▶ **What needs to be done**: Count the lines in the rows below that contain the string “curly”, with case treated as significant. Report only the number.

begin Record list

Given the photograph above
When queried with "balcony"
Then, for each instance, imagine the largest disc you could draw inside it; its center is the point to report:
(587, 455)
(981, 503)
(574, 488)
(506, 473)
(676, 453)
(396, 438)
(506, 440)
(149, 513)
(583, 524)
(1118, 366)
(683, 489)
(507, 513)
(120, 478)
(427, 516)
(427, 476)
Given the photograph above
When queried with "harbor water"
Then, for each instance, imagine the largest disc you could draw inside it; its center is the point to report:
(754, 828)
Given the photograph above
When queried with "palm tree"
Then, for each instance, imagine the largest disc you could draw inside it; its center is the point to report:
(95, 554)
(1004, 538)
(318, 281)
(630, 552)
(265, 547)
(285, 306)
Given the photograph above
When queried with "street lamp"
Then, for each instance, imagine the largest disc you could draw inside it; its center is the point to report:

end Record list
begin Record list

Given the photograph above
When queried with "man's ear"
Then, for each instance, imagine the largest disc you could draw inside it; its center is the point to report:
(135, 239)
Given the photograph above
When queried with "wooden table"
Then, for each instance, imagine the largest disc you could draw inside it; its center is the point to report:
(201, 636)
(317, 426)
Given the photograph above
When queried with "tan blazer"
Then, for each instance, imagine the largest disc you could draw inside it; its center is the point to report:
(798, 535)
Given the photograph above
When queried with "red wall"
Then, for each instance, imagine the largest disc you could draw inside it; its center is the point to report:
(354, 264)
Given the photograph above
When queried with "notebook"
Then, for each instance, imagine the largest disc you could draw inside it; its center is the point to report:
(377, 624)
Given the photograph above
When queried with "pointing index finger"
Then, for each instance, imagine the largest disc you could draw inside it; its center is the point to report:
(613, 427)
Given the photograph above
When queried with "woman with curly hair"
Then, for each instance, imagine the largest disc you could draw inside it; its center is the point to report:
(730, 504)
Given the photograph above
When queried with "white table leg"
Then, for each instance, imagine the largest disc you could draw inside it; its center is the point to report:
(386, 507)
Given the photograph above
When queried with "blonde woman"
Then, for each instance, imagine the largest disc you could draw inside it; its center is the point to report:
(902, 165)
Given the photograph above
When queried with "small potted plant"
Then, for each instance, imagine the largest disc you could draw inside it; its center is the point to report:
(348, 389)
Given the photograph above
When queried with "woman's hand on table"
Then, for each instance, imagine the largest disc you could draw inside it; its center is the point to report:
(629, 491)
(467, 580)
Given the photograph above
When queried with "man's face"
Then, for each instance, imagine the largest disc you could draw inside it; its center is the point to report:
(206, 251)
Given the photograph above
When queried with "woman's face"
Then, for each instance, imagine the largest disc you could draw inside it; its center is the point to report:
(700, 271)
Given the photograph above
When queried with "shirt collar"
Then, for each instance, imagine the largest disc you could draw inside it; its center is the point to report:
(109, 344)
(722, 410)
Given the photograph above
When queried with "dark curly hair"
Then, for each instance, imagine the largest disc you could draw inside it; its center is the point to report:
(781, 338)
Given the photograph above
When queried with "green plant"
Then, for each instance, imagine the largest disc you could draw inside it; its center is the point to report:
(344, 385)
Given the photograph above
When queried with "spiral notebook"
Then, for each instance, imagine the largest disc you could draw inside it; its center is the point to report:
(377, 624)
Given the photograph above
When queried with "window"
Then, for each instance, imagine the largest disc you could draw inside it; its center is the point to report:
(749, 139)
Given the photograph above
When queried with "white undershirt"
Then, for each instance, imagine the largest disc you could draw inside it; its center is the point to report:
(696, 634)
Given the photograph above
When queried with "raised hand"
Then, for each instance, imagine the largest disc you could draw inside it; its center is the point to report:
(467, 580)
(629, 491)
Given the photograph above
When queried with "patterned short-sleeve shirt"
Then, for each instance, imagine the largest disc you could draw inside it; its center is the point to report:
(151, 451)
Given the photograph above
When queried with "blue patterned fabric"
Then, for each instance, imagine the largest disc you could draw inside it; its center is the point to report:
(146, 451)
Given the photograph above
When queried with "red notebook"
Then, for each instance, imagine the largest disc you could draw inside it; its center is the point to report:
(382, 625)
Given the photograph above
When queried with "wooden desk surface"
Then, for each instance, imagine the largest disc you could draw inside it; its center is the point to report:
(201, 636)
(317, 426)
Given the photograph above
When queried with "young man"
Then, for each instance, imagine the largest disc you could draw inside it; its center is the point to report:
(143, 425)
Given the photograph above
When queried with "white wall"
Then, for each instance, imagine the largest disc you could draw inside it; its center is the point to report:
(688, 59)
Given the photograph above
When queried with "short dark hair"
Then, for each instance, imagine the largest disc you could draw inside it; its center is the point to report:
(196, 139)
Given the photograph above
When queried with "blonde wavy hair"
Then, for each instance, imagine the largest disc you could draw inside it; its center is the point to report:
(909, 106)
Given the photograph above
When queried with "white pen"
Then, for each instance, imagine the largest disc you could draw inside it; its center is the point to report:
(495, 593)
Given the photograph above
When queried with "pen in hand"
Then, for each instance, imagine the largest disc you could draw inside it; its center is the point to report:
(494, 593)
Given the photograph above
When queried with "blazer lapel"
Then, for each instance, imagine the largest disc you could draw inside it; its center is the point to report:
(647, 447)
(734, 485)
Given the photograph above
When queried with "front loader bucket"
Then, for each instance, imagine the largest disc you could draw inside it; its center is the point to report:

end Record list

▶ **Answer to this exercise**: 2